Could you rewrite each of the entries below as a row in a two-column CSV, with columns named "prompt" and "points"? Put each field in double quotes, replace line breaks inside a field with spaces, and leave out the pictures.

------------------------------------------------------------

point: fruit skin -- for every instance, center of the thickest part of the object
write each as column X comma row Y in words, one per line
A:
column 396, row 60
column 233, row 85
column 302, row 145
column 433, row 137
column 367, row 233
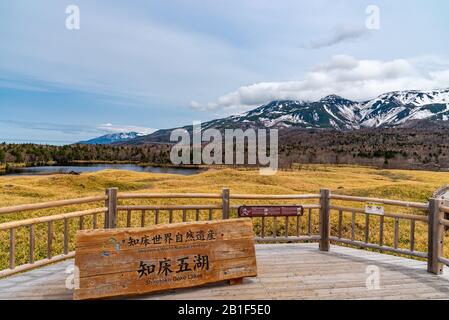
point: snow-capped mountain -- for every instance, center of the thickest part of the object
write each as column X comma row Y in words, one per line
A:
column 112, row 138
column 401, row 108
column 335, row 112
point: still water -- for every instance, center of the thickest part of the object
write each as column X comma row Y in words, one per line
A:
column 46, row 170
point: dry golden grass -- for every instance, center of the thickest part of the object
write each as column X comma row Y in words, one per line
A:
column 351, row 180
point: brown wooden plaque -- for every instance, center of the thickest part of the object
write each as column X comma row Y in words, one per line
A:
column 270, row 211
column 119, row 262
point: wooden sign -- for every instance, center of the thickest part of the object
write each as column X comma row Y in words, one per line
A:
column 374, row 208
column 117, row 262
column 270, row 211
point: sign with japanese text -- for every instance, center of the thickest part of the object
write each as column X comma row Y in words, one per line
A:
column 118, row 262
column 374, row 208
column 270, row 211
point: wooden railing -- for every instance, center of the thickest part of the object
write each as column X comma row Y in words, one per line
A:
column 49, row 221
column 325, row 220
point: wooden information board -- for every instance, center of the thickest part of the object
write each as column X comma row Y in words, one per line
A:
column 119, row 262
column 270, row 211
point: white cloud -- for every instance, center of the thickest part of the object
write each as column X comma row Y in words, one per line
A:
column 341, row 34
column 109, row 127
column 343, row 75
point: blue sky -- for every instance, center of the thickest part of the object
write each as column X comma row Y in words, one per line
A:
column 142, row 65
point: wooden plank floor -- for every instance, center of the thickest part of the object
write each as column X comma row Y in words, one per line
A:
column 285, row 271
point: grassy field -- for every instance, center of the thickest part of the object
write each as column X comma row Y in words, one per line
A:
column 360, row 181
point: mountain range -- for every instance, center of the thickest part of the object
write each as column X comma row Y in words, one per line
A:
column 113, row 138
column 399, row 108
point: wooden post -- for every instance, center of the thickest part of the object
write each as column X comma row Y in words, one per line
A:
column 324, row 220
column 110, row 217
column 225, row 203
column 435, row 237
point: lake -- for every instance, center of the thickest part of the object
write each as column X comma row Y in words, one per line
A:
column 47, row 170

------------------------------------------------------------

> [WRITTEN ANSWER]:
prompt,points
"point: fruit skin -- for every instance, center of the thickest part of the object write each as column X comma row Y in words, one per line A:","column 396, row 60 column 233, row 85 column 302, row 145 column 433, row 137 column 367, row 233"
"point: snow-capped mountain -- for every instance, center of the thickest part of the object write each as column X comma row Y in words, one per line A:","column 112, row 138 column 401, row 108 column 335, row 112"
"point: still water -- for every instance, center of the thickest part of the object write each as column X comma row Y in words, one per line A:","column 46, row 170"
"point: dry golden grass -- for every instance, center of the thickest part of the object write each as column X comma row Y in words, one per line A:","column 351, row 180"
"point: brown wooden plaque -- for every instance, center of the thickest part of the object write each as column X comma row Y in words, one per line A:","column 270, row 211 column 119, row 262"
"point: wooden sign -- for every instance, center of the thickest part of the object write each as column X comma row Y in words, one per line A:","column 374, row 208 column 117, row 262 column 270, row 211"
"point: sign with japanese text -- for every instance, center of the thickest part of the object write each as column X comma row Y in words, one per line A:","column 118, row 262 column 374, row 208 column 270, row 211"
"point: wooden railing -- for every instance, center of the thickest part of the object write each as column X comma row Y in words, one per line A:","column 49, row 221 column 325, row 220"
"point: wooden information board -- for every instance, center of the thickest part of the object write each as column X comma row Y in words, one per line A:","column 119, row 262 column 270, row 211"
"point: white cloud -- for every instance, center of the thickest part of the object write each as column X comma row Y in words, one per line A:","column 341, row 34 column 109, row 127 column 343, row 75"
"point: blue sky -- for every instance, center of the thickest part of the object write each as column X comma row Y in words, one per line A:","column 142, row 65"
"point: wooden plank floor -- for every instance, center of the thickest part of the object write each as column X comma row Y in words, one per line A:","column 285, row 271"
"point: grassy field -- for every instance, center of the thickest part of the object write each as column X comma row Y in words, one per line A:","column 360, row 181"
"point: mountain range -- for every instance, center of the thickest part of the object write each as column X comma row Y in words, one per line A:","column 113, row 138 column 399, row 108"
"point: wooden post -- for every instance, center of the thickest part of the object write each as column X comma row Y in words, one per line A:","column 324, row 220 column 110, row 217 column 225, row 203 column 435, row 237"
"point: lake -- for every instance, center of the thickest part of the object write each as column X comma row Y in words, one per line A:","column 47, row 170"